Ma se l’ETS è una misura interna e per molti aspetti lesiva della competitività industriale europea e la carbon tax non raggiunge lo scopo di incentivare una decarbonizzazione dell’economia, quali strumenti per limitare le emissioni e il riscaldamento globale?

Innanzitutto occorre smettere di pensare in termini di parti contrapposte, di feudali vantaggi di questa o di quella industria o, peggio, di questo o di quel settore dell’industria, e porre l’attenzione al contenuto specifico di carbonio nella fabbricazione dei prodotti, come se i beni sul mercato ancora contenessero le emissioni necessarie alla loro produzione e focalizzarsi su quella specifica quantità di CO2 e valorizzarla.

Se il risultato di questa valorizzazione avvantaggerà l’industria europea o un’altra dipenderà solo dalla reale efficienza emissiva dei processi industriali, del mix energetico utilizzato. La competizione sul mercato deve avvenire in futuro anche in base alle emissioni che sono state prodotte, la CO2 dovrà essere il nuovo parametro competitivo, il valore della speranza posta tra la qualità e il prezzo.

 

[1] EC Measures concerning meat and meat productions (hormones). Arbitration under Article 21.3(c) of the Understanding on Rules and Procedures Governing the Settlement of Disputes. World Trade Organization WT/DS26/15 WT/DS48/13, 29 May 1998.

> ELENCO DEL DATASET
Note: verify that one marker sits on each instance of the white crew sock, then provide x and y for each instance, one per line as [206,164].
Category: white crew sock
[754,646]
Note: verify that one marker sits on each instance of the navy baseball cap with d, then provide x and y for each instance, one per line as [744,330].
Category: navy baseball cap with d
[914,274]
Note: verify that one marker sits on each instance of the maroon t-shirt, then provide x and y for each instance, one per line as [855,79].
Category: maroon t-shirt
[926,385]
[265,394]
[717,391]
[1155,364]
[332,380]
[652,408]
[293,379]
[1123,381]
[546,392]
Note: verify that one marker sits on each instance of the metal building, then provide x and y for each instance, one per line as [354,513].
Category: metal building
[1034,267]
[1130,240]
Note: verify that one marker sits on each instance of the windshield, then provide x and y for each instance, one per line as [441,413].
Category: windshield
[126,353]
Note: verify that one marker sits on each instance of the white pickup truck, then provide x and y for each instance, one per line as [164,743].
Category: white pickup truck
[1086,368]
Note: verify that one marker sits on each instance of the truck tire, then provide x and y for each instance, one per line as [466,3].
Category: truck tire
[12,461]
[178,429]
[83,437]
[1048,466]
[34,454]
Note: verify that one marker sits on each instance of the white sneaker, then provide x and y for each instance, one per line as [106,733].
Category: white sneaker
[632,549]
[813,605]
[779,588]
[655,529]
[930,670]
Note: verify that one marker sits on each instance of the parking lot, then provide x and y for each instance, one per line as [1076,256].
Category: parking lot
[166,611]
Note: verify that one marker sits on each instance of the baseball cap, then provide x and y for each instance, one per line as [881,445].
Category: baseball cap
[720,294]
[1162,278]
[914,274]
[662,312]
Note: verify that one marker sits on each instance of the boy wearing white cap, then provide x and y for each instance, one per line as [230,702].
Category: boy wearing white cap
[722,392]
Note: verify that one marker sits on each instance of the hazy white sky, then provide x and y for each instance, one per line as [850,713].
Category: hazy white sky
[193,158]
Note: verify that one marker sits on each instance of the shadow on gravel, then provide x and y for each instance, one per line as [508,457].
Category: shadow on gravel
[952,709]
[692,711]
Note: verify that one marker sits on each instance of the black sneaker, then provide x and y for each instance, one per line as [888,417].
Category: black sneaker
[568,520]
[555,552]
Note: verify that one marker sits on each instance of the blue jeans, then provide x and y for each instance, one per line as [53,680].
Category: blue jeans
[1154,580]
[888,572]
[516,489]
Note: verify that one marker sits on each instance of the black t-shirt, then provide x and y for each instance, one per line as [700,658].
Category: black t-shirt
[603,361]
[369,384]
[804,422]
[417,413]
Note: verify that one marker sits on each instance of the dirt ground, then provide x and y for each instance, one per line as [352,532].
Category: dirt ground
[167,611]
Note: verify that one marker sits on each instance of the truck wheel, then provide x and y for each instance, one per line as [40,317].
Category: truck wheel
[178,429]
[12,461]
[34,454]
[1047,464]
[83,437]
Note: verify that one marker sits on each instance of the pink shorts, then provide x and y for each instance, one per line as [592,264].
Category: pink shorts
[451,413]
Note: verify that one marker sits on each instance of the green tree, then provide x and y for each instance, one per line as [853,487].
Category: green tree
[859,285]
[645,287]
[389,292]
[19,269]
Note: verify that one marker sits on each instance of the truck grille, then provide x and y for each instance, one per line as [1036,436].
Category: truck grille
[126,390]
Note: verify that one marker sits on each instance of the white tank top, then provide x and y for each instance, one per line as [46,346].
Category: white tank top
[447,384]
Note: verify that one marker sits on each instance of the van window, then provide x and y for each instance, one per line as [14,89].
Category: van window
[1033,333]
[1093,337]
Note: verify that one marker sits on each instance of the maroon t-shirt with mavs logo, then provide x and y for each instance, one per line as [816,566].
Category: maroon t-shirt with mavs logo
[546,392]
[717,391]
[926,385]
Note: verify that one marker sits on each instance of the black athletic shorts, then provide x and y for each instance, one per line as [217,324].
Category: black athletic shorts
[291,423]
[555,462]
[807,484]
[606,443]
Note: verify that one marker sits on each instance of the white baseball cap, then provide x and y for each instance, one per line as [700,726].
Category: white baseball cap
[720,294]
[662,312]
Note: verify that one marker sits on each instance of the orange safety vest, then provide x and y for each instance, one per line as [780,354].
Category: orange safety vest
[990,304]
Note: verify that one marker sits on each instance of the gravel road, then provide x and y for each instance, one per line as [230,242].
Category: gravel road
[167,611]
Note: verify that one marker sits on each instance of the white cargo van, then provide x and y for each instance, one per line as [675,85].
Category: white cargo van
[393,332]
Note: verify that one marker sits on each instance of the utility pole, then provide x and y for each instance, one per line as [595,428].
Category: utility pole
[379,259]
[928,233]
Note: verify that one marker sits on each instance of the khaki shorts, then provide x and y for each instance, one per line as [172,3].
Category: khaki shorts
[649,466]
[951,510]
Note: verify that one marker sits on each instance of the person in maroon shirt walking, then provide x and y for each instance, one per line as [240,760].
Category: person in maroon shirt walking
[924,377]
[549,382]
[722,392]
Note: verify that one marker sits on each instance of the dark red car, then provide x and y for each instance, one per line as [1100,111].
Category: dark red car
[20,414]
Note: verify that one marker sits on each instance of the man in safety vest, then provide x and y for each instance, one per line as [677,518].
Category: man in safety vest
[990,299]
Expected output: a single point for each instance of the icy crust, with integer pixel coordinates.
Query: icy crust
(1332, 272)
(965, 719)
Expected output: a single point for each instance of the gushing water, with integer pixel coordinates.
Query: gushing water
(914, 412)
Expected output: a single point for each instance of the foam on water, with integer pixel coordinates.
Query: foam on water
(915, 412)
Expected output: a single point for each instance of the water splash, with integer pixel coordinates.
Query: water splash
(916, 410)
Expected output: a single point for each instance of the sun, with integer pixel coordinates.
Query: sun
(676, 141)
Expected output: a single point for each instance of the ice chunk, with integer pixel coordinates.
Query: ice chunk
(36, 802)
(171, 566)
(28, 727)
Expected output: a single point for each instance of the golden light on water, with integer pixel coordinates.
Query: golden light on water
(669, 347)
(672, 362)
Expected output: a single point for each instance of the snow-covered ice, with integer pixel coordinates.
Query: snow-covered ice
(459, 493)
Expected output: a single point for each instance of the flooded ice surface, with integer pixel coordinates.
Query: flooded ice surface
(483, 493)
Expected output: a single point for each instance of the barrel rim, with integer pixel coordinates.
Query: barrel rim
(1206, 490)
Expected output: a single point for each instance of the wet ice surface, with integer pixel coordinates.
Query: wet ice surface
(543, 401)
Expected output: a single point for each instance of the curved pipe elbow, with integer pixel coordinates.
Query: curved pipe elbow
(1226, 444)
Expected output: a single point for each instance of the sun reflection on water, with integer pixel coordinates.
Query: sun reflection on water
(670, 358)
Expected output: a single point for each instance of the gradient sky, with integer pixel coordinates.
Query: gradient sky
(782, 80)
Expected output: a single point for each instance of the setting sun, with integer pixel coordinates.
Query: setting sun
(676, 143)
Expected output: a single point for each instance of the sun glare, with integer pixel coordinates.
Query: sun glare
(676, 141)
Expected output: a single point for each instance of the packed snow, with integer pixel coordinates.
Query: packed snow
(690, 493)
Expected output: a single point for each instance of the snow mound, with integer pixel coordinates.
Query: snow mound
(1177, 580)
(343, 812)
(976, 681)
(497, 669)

> COSE DA FARE
a - Traduci in inglese questa frase dell'estratto: "Se il risultato di questa valorizzazione avvantaggerà l’industria europea o un’altra dipenderà solo dalla reale efficienza emissiva dei processi industriali, del mix energetico utilizzato."
b - Per favore, trascrivi fedelmente il passo dell'estratto da "Se il risultato" a "29 May 1998.".

> RISPOSTE QUI SOTTO
a - Whether the result of this valuation will benefit European industry or another will depend solely on the actual emission efficiency of industrial processes and of the energy mix used.

b -
Se il risultato di questa valorizzazione avvantaggerà l’industria europea o un’altra dipenderà solo dalla reale efficienza emissiva dei processi industriali, del mix energetico utilizzato. La competizione sul mercato deve avvenire in futuro anche in base alle emissioni che sono state prodotte, la CO2 dovrà essere il nuovo parametro competitivo, il valore della speranza posta tra la qualità e il prezzo.

 

[1] EC Measures concerning meat and meat productions (hormones). Arbitration under Article 21.3(c) of the Understanding on Rules and Procedures Governing the Settlement of Disputes. World Trade Organization WT/DS26/15 WT/DS48/13, 29 May 1998.